Reproduce word for word the passage of the personal account of weight loss and fitness that follows, between "WHAT FITNESS LOOKED" and "So now what?", inclusive.
Given text: Begin
Seven years ago, age 50, when I simultaneously became a vegan and started running at least four times a week, I lost 35 pounds and just knewwww that I was fit!! My size small scrub pants still had room for me to move; my new diet plan nixed all the foods that I felt were keeping me heavy; and I lost all the belly bulge that had been driving me insane. I thought thin was enough so I gave no thought whatsoever to the muscle I’d lost along with the fat. It’s a mentality that dates back to my 16-year-old self struggling with body-image issues and trying to lose weight on a starvation diet.
WHAT FITNESS LOOKED LIKE TO ME THEN
A starvation diet. Every time I think about doing that now, I cringe. For a couple of days I ate nothing, drank only water and daydreamed about Big Macs and Double Cheeseburgers until a dizzy spell (or three) made me cave. Leaving McDonald’s with my Doublecheeseburger, large fry and strawberry milkshake, I recall feeling guilty, but definitely not enough to try that starving foolishness again. So now what?
Given text: End
Available data: Begin
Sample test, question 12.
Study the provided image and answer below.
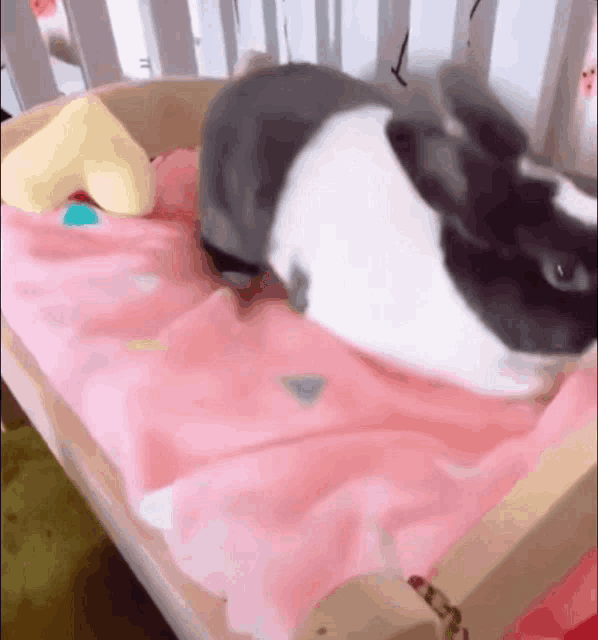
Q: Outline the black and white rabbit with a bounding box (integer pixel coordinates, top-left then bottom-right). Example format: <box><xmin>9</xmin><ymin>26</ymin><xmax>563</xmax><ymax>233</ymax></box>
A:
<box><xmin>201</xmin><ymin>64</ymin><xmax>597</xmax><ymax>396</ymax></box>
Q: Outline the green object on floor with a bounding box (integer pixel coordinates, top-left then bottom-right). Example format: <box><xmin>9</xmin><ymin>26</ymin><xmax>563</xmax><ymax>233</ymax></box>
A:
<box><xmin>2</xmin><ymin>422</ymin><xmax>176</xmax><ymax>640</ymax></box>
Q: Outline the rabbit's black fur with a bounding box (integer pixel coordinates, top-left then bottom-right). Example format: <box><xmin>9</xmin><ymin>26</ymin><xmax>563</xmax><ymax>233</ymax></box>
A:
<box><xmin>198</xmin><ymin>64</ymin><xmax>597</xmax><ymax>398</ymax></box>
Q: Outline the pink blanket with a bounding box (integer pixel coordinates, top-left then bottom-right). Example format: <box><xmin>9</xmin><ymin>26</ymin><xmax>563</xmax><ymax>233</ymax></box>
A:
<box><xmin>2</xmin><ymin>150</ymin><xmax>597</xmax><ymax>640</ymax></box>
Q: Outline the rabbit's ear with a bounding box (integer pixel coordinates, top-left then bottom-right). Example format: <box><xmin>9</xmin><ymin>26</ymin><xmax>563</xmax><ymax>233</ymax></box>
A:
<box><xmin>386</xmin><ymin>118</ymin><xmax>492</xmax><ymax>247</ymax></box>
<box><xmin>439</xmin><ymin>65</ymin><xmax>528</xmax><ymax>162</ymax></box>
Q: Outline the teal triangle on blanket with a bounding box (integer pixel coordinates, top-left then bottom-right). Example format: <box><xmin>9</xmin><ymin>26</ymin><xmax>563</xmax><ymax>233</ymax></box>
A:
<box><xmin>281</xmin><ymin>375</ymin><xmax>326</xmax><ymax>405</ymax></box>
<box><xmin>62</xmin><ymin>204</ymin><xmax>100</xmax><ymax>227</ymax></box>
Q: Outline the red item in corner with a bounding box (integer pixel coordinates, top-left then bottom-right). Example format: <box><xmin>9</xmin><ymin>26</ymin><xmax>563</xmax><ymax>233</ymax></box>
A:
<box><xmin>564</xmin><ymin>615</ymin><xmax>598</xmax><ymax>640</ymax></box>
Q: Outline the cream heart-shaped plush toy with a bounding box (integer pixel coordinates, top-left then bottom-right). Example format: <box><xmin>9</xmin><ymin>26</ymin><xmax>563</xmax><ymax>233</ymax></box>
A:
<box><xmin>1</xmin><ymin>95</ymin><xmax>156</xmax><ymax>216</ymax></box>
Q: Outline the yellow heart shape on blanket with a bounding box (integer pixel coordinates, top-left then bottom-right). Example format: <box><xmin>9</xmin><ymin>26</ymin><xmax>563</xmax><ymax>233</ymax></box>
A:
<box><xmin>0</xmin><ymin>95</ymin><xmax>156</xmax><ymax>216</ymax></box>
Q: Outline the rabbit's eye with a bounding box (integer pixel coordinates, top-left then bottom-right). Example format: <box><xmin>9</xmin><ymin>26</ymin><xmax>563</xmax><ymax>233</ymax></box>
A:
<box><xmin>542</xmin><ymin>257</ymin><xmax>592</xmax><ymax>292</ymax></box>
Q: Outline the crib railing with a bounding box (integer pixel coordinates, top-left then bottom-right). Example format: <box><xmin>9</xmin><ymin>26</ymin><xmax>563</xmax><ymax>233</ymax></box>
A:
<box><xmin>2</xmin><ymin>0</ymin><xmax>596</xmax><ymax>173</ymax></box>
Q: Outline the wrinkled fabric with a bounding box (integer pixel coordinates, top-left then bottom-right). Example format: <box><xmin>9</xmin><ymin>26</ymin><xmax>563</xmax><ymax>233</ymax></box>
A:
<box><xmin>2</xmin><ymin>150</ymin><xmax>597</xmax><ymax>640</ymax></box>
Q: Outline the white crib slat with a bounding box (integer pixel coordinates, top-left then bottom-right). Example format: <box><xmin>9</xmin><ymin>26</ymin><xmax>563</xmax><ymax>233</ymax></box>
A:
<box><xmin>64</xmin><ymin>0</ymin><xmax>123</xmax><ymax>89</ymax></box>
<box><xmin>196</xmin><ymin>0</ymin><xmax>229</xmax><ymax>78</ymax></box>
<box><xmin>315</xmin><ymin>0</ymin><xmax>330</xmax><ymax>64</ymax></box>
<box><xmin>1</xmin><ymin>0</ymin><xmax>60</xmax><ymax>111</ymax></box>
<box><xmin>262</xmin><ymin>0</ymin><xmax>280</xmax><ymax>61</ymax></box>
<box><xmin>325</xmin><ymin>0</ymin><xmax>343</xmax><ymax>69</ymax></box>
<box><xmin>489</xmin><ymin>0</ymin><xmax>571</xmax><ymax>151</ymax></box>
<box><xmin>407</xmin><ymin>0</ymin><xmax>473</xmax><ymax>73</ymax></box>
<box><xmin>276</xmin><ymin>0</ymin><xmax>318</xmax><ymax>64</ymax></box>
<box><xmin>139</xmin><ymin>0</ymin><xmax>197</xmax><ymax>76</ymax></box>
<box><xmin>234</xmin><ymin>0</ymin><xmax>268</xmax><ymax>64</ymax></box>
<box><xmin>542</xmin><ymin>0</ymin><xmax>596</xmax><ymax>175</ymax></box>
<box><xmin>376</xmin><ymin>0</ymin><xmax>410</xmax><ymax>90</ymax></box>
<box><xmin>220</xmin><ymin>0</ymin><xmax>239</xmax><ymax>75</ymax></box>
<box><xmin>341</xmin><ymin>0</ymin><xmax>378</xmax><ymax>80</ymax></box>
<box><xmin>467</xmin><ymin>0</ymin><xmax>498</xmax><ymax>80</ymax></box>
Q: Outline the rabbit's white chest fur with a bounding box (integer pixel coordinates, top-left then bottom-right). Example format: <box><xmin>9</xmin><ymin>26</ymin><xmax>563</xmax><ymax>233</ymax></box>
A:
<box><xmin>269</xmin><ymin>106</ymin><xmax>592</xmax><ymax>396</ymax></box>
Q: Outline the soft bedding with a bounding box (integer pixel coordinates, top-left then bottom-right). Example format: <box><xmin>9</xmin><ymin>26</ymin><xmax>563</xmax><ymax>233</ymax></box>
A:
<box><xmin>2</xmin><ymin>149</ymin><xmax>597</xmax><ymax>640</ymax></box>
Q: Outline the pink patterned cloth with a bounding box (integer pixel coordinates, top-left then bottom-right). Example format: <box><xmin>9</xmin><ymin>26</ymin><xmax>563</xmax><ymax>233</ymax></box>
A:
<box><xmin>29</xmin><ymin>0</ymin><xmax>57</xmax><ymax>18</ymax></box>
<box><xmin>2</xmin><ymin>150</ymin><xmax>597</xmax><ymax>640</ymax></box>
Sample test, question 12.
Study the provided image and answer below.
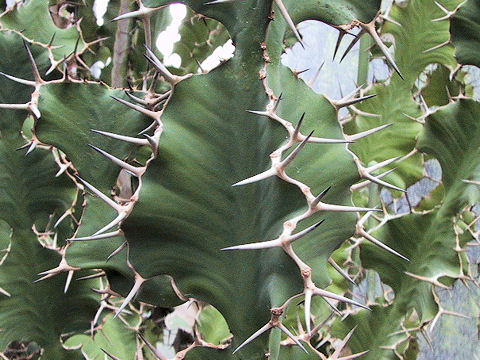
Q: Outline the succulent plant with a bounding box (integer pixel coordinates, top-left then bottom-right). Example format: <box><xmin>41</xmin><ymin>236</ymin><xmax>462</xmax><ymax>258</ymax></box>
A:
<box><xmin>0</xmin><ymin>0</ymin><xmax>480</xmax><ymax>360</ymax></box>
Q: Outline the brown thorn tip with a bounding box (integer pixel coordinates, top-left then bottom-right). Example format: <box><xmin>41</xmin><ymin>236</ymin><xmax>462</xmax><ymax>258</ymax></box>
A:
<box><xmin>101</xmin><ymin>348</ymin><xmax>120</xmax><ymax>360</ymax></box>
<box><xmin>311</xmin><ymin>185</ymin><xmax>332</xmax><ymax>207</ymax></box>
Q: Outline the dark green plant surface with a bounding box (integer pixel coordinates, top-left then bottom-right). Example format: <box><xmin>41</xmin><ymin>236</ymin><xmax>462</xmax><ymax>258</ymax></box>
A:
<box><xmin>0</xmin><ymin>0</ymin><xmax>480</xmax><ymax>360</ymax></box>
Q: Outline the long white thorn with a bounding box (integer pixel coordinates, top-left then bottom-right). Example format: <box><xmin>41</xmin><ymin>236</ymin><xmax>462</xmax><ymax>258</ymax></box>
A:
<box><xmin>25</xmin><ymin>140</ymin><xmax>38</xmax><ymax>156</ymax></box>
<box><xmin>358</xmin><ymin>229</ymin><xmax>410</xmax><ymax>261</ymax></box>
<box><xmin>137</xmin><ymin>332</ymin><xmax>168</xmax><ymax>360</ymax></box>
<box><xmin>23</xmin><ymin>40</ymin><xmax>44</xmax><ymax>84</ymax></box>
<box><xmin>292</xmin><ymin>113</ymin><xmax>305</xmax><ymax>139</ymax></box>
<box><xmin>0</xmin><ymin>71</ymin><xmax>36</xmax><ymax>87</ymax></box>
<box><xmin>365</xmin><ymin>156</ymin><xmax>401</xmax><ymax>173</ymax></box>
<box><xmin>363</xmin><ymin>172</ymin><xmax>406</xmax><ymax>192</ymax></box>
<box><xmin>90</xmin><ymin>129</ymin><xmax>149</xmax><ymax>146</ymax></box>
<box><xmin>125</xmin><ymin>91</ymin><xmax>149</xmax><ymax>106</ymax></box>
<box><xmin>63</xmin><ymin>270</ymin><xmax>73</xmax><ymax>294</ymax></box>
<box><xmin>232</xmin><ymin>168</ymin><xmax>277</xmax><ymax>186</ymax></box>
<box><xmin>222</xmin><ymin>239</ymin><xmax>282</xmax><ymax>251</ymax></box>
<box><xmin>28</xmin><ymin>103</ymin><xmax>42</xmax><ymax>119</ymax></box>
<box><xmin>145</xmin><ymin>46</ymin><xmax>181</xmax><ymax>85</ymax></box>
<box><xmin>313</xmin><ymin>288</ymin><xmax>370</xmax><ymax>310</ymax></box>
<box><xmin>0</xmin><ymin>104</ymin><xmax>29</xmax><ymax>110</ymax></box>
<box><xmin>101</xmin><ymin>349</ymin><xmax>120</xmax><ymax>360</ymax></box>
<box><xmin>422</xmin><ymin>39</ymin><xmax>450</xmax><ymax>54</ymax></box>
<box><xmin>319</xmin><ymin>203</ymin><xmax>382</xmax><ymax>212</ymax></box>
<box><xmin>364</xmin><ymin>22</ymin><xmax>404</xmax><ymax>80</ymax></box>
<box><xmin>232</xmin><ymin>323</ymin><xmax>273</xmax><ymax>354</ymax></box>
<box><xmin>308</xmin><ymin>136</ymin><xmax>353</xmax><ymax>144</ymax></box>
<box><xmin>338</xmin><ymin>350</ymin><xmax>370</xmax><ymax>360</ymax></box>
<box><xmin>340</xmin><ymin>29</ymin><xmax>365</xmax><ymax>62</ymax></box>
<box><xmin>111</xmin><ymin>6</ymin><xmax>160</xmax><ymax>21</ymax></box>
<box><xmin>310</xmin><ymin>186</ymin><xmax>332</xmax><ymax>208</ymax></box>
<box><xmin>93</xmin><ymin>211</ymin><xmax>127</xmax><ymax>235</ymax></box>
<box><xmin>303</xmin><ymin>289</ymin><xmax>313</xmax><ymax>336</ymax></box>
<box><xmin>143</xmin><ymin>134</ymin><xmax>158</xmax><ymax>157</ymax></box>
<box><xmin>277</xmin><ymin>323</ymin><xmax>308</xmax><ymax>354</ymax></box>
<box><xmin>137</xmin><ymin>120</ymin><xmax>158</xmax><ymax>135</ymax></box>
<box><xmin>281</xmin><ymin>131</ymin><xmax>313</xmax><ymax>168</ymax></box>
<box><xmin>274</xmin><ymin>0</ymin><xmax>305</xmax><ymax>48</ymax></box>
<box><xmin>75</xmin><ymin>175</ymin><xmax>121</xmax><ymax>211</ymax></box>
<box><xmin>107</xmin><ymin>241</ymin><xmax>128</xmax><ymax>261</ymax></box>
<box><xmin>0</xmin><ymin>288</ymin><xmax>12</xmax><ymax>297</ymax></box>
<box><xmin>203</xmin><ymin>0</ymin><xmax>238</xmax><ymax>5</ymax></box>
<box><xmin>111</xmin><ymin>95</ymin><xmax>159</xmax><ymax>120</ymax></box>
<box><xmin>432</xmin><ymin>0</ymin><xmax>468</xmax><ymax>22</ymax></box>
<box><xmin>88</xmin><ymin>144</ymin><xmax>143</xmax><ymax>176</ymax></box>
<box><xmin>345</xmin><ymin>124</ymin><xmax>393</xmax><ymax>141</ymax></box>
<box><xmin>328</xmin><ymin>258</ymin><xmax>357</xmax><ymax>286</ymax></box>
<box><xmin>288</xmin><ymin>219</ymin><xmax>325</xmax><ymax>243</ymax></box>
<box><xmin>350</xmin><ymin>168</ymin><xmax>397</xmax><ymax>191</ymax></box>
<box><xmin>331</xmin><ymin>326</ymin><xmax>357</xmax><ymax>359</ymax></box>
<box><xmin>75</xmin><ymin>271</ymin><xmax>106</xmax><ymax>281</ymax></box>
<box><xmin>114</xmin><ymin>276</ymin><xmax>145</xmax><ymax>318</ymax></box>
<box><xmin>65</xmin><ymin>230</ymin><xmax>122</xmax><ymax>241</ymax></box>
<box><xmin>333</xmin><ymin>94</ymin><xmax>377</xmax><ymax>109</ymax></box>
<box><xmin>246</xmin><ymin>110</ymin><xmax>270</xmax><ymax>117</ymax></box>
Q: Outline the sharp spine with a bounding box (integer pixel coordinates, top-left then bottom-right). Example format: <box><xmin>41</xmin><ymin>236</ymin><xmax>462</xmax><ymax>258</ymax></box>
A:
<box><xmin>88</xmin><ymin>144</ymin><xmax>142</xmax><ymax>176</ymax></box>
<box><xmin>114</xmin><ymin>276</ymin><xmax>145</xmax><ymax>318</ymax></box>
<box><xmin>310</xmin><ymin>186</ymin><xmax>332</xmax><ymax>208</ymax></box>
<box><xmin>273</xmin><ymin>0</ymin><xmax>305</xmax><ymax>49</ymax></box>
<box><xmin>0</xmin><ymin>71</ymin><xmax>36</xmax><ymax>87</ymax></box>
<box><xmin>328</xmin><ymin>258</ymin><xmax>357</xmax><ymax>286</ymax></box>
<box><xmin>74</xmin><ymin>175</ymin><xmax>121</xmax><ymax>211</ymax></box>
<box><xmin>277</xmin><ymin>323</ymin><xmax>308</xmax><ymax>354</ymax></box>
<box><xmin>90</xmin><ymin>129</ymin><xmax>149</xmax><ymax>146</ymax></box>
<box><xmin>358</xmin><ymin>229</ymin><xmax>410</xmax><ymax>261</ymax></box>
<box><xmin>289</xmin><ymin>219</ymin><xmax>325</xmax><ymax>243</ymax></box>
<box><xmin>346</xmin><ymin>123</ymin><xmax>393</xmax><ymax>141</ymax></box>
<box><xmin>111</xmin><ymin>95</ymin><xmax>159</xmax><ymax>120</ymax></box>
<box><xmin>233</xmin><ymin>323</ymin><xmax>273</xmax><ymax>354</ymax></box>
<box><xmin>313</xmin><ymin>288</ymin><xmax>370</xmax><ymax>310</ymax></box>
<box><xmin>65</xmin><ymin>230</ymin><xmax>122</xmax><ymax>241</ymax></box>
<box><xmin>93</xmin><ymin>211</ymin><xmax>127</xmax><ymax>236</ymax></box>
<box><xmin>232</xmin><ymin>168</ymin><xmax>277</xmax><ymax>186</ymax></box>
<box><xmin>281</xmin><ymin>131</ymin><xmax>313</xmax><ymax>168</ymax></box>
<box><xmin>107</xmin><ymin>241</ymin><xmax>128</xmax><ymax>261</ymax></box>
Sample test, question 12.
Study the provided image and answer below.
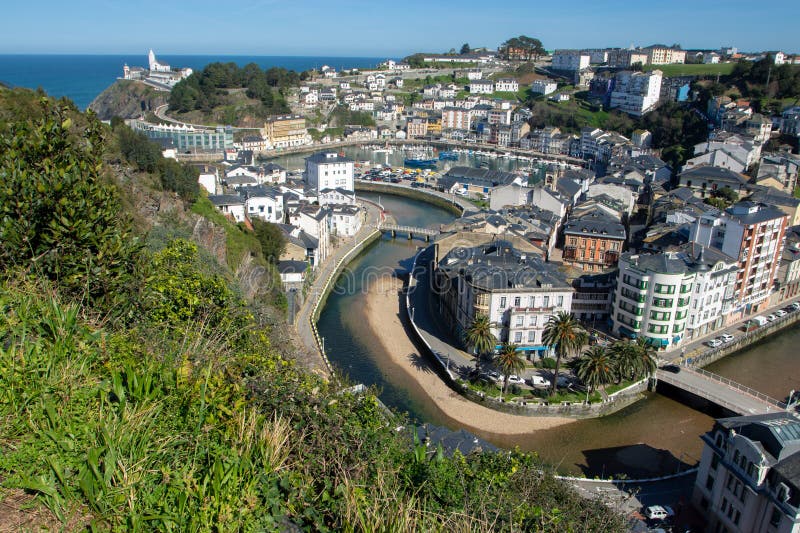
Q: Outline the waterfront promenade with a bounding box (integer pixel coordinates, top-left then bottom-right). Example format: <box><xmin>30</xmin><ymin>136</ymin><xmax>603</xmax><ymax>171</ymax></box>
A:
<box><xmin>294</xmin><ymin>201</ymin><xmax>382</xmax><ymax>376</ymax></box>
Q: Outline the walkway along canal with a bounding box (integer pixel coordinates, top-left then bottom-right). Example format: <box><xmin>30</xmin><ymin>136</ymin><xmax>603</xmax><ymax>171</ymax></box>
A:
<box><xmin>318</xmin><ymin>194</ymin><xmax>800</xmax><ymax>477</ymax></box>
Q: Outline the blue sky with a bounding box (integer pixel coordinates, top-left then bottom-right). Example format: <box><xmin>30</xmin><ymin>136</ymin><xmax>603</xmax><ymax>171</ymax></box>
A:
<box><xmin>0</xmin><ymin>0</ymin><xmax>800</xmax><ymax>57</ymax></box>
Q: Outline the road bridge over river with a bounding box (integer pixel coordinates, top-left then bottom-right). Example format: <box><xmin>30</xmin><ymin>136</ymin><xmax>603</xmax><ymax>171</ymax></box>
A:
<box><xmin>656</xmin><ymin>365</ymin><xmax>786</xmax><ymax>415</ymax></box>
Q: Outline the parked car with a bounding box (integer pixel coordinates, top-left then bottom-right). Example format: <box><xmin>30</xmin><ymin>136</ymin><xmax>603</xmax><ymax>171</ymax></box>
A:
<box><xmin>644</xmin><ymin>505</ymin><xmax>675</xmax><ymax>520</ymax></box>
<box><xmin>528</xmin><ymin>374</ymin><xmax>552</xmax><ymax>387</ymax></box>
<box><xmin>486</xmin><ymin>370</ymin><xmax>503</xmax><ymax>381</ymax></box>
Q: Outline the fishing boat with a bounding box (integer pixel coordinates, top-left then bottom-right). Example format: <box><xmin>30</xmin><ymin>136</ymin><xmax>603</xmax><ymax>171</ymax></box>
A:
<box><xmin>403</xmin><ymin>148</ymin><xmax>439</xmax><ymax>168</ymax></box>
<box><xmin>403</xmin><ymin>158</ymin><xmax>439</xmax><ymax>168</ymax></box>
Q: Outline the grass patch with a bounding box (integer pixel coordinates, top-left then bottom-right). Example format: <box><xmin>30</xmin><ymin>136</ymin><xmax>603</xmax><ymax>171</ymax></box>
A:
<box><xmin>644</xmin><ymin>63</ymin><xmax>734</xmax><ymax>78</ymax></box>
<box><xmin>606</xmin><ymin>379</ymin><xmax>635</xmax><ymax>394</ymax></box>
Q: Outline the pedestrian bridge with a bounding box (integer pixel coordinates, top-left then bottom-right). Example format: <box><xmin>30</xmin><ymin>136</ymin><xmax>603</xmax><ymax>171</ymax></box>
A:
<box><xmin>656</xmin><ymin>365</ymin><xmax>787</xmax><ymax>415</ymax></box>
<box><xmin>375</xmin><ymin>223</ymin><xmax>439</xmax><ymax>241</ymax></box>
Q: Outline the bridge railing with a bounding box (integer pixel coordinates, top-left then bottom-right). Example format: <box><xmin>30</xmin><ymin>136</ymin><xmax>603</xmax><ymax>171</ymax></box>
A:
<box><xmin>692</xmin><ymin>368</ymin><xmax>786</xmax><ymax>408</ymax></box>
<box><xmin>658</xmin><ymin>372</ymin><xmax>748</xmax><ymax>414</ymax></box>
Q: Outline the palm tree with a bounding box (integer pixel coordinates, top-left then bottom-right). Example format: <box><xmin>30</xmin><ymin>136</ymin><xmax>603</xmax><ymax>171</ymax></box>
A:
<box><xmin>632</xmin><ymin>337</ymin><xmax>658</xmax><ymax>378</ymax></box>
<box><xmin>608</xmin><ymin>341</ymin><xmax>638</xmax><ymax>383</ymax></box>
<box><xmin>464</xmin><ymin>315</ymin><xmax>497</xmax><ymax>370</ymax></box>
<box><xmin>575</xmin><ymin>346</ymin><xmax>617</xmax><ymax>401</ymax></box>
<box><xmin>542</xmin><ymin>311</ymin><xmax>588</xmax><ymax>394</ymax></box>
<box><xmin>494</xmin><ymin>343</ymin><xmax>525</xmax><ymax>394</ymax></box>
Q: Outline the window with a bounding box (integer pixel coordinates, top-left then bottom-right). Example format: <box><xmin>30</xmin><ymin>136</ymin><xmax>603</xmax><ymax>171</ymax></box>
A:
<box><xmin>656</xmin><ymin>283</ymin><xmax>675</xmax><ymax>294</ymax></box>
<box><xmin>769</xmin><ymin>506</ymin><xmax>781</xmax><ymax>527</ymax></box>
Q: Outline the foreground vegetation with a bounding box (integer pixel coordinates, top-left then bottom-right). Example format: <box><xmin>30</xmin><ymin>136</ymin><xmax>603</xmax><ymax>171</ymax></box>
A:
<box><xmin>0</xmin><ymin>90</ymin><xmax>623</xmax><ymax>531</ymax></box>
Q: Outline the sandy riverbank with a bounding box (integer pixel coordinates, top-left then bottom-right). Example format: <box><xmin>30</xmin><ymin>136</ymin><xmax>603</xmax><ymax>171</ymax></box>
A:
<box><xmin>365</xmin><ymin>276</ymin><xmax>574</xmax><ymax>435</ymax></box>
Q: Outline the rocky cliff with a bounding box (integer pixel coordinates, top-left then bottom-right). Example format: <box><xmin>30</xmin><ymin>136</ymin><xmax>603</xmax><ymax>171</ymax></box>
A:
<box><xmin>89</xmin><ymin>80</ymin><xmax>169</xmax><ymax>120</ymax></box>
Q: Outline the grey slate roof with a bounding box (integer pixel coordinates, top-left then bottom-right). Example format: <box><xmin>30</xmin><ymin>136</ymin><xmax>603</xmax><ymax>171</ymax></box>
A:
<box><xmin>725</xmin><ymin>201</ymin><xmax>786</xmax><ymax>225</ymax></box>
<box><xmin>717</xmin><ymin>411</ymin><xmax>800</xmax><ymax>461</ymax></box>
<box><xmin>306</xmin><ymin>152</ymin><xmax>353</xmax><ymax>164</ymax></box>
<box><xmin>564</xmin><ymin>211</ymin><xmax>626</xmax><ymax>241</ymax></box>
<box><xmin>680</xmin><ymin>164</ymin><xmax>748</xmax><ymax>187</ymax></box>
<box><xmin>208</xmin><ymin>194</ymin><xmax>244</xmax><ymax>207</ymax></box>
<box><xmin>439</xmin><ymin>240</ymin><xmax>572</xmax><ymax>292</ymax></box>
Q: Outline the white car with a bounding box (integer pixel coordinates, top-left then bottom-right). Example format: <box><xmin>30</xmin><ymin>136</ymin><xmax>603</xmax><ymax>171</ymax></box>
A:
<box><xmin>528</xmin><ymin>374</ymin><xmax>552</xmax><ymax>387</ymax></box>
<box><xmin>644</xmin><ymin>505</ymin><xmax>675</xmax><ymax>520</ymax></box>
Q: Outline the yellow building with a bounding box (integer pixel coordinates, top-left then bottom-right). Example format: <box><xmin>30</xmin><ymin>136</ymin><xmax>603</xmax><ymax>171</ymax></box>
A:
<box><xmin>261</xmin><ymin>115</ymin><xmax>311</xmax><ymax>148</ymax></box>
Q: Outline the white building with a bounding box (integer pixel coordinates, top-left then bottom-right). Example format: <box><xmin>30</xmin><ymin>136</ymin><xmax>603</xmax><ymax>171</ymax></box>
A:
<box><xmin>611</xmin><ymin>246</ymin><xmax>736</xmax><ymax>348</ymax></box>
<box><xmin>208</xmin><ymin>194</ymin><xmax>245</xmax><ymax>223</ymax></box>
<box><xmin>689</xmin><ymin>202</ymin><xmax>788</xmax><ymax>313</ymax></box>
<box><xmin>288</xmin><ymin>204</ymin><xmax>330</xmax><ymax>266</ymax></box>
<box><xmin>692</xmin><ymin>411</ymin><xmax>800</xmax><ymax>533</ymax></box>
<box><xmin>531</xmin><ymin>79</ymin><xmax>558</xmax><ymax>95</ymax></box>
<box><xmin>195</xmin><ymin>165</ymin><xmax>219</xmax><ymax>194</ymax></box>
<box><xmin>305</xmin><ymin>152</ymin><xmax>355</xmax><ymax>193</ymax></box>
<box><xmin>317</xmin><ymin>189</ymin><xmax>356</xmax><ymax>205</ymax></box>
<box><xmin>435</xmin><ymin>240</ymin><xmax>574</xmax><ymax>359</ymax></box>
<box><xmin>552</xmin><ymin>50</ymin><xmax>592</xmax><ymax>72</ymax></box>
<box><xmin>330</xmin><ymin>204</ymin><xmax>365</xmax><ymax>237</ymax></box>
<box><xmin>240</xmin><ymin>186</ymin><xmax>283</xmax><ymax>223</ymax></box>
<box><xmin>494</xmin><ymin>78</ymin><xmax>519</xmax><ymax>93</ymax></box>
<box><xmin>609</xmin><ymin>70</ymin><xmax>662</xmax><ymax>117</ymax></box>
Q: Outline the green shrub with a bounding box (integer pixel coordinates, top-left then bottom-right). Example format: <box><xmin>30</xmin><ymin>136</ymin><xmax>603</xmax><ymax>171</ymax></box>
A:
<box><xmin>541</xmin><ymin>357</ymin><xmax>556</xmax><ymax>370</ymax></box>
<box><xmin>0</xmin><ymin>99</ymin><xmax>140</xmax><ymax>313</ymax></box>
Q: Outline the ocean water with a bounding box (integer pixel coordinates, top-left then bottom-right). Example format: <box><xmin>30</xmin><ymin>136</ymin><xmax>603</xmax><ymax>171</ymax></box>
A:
Available data: End
# Result
WHAT FITNESS LOOKED LIKE TO ME THEN
A starvation diet. Every time I think about doing that now, I cringe. For a couple of days I ate nothing, drank only water and daydreamed about Big Macs and Double Cheeseburgers until a dizzy spell (or three) made me cave. Leaving McDonald’s with my Doublecheeseburger, large fry and strawberry milkshake, I recall feeling guilty, but definitely not enough to try that starving foolishness again. So now what?